* Tujuan Latihan *
Jawablah pertanyaan berikut berdasarkan petikan teks.
(a) Di kantor apa para Gerwani diinterogasi setelah ditangkap?
(b) Apa nama daerah di selatan kota Kendari yang disiapkan untuk dihuni para tahanan politik?
(c) Siapa Sultan Buton ke-38?

* Petikan Teks *

········

Para Gerwani itu sebenarnya adalah hanya sekumpulan wanita kampung yang tak melek politik. Mereka semua tuna dalam segala terkait politik, sangat jauh dari bisa memahami ideologi komunis, umumnya mereka hanya ikut-ikutan karena menyenangi kegiatan baris berbaris, maka ketika mereka ditangkap dan diinterogasi di kantor koramil dan polsek Kecamatan Gu, tak ada yang bisa dilakukan oleh mereka kecuali hanya diam dan gemetar gelagapan karena ketakutan. Gelagap dan kediaman mereka itulah yang dianggap oleh aparat  sebagai gelagat buruk yang adalah pengakuan mengiyakan segala yang dituduhkan.

Beberapa dari mereka kemudian diangkut ke Kendari sebagai tahanan politik (tapol), sesuatu yang mereka sendiri tidak memahaminya. Sebuah daerah baru di selatan kota Kendari disiapkan untuk mereka huni. Daerah itu kini disebut sebagai Nanga-Nanga. La Madinda sendiri menyerahkan diri sebelum ditangkap, ia disekap dalam ruang sempit di koramil kecamatan Gu. Saya tidak mendapatkan informasi kemna selanjutnya ia dibawa.

***

AWAL Maret 1969. Sembilan tahun setelah La Ode Muhammad Falihi—Sultan Buton ke-38 mendeklare berakhirnya kesultanan dalam klan dan genggam tangannya, sebuah duka memiriskan menghamparlah terjadi. Tanah Buton yang damai dengan seluruh orang penduduknya beragama dicorengi dengan nestapa oleh sebuah gerak senyap sumir yang samar dan lalu padanya dilayangkan tuduhan serampangan yang asal sebagai daerah merah tempat PKI (Partai Komunis Indonesia) berbasis.

········

* Informasi yang Diberikan *

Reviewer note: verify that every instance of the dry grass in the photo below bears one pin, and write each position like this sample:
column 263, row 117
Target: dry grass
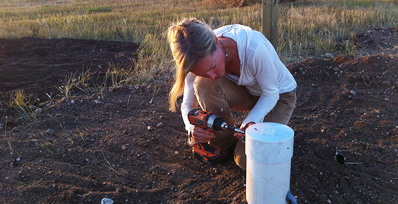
column 306, row 27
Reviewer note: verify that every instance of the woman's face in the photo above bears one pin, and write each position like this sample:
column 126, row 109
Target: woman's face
column 211, row 66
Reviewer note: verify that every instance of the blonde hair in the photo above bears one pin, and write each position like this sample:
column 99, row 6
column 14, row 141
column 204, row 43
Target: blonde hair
column 189, row 41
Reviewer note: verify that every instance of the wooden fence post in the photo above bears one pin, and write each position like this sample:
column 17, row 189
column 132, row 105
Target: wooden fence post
column 270, row 21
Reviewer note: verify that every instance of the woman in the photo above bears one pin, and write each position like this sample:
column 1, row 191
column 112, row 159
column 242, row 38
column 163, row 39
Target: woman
column 230, row 68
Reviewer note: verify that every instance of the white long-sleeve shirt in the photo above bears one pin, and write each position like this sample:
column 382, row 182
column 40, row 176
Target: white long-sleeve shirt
column 262, row 73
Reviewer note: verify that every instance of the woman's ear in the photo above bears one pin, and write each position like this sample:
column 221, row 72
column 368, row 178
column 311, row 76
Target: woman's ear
column 217, row 42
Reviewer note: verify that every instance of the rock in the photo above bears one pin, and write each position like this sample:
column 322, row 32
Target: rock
column 107, row 201
column 119, row 190
column 329, row 55
column 50, row 131
column 33, row 107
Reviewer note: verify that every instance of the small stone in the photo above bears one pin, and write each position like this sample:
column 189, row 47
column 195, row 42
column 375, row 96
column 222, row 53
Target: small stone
column 107, row 201
column 119, row 190
column 329, row 55
column 50, row 131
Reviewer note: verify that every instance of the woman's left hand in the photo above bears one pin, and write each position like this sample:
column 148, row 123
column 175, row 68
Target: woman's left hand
column 240, row 135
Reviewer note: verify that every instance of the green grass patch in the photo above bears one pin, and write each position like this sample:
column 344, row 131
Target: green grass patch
column 306, row 27
column 99, row 10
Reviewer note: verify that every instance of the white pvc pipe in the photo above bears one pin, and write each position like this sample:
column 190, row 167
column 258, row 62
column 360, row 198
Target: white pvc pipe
column 269, row 150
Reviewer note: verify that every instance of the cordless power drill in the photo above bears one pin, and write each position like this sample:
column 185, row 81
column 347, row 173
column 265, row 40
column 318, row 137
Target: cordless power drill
column 207, row 120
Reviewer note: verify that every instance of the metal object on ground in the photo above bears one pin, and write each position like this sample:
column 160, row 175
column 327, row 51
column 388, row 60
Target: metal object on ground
column 341, row 159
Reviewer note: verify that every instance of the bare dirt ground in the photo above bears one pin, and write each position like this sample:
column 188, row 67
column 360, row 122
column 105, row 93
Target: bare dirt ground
column 125, row 145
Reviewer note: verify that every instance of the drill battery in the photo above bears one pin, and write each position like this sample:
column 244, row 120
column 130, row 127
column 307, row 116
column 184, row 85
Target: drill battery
column 207, row 153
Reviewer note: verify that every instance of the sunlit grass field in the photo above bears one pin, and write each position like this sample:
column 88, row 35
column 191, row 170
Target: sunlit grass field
column 306, row 27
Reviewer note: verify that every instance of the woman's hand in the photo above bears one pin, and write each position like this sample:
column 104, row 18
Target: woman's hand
column 240, row 135
column 201, row 135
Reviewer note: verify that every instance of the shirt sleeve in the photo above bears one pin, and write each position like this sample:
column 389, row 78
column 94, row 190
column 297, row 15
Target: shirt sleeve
column 264, row 72
column 189, row 101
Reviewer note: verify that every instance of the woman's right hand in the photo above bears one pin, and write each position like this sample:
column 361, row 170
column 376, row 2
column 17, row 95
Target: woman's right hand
column 201, row 135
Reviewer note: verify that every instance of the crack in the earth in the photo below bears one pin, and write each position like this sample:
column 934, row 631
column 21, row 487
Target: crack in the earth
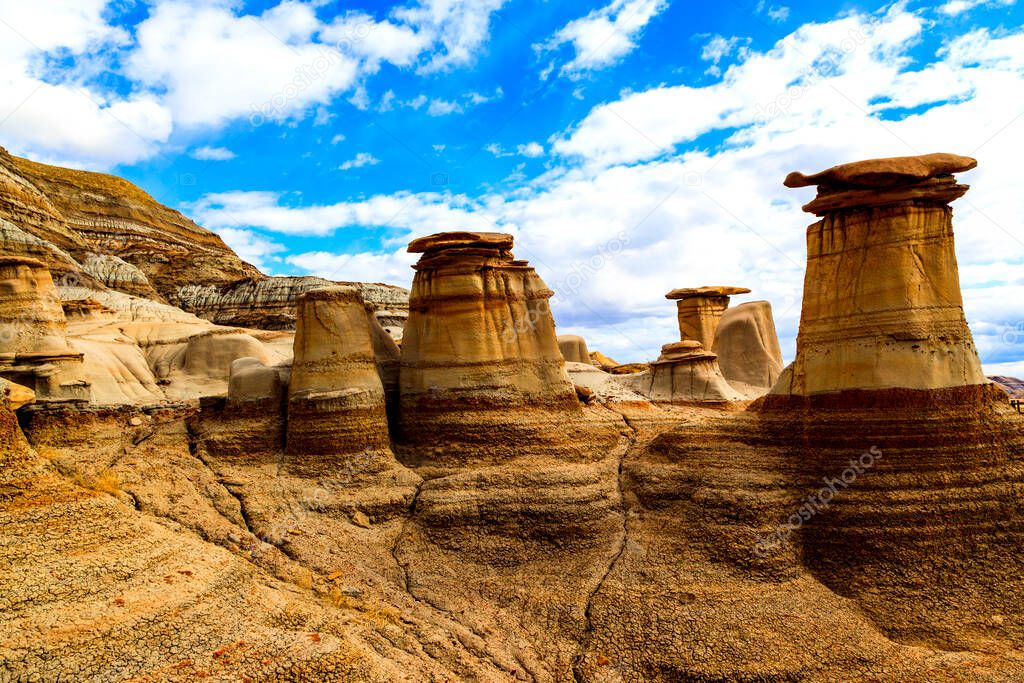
column 588, row 616
column 195, row 451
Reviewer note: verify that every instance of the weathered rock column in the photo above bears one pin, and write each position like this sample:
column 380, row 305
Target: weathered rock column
column 34, row 348
column 480, row 365
column 573, row 348
column 685, row 373
column 882, row 300
column 700, row 309
column 336, row 409
column 748, row 347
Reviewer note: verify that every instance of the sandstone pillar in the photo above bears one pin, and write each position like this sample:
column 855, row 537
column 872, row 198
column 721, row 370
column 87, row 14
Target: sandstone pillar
column 480, row 365
column 685, row 373
column 336, row 409
column 882, row 300
column 573, row 348
column 700, row 309
column 748, row 347
column 34, row 348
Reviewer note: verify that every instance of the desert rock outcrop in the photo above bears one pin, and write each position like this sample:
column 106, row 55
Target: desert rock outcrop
column 685, row 373
column 748, row 348
column 573, row 348
column 268, row 303
column 34, row 348
column 336, row 401
column 699, row 310
column 479, row 357
column 882, row 298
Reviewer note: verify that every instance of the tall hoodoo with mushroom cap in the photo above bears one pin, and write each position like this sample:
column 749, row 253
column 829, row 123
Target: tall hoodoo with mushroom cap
column 882, row 298
column 479, row 356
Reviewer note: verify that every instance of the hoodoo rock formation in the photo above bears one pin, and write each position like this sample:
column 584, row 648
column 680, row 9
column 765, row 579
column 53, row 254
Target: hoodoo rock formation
column 748, row 348
column 336, row 400
column 882, row 298
column 479, row 354
column 685, row 373
column 573, row 348
column 34, row 348
column 247, row 504
column 700, row 310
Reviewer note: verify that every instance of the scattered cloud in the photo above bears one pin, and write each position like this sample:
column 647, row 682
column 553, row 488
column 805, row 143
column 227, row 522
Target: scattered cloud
column 777, row 13
column 212, row 154
column 251, row 247
column 604, row 36
column 443, row 108
column 416, row 213
column 531, row 150
column 611, row 233
column 361, row 159
column 956, row 7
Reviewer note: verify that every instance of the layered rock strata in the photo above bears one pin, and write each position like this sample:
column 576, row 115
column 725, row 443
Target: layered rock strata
column 882, row 299
column 699, row 310
column 685, row 373
column 748, row 347
column 480, row 364
column 268, row 303
column 34, row 348
column 94, row 212
column 336, row 400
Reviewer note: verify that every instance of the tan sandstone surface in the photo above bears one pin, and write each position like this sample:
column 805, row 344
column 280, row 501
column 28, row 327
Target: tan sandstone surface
column 882, row 298
column 492, row 512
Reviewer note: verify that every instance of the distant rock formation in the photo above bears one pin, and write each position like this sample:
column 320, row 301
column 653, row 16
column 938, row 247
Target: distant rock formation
column 118, row 274
column 1012, row 385
column 268, row 303
column 336, row 401
column 83, row 212
column 700, row 309
column 882, row 298
column 34, row 348
column 479, row 357
column 573, row 348
column 685, row 373
column 748, row 348
column 97, row 231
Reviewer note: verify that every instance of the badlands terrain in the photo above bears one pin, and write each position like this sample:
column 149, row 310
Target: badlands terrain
column 207, row 473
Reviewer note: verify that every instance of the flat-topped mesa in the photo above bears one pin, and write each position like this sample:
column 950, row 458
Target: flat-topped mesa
column 479, row 357
column 700, row 309
column 337, row 421
column 684, row 373
column 882, row 299
column 34, row 348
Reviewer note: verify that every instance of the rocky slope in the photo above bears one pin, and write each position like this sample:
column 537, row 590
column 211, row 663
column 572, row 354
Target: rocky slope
column 100, row 231
column 472, row 508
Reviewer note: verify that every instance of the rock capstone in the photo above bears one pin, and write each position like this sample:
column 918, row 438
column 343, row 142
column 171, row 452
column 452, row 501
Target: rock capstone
column 700, row 309
column 479, row 356
column 336, row 404
column 573, row 348
column 882, row 301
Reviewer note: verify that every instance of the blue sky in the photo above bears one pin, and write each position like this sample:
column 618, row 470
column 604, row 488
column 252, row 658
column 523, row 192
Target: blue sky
column 632, row 146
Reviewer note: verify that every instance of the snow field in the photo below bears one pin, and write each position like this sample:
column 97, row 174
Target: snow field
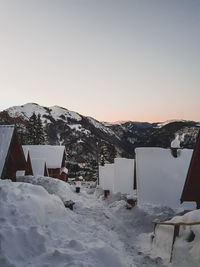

········

* Jawaban Latihan *
(a) Di kantor koramil dan polsek Kecamatan Gu.
(b) Nanga-Nanga.
(c) La Ode Muhammad Falihi.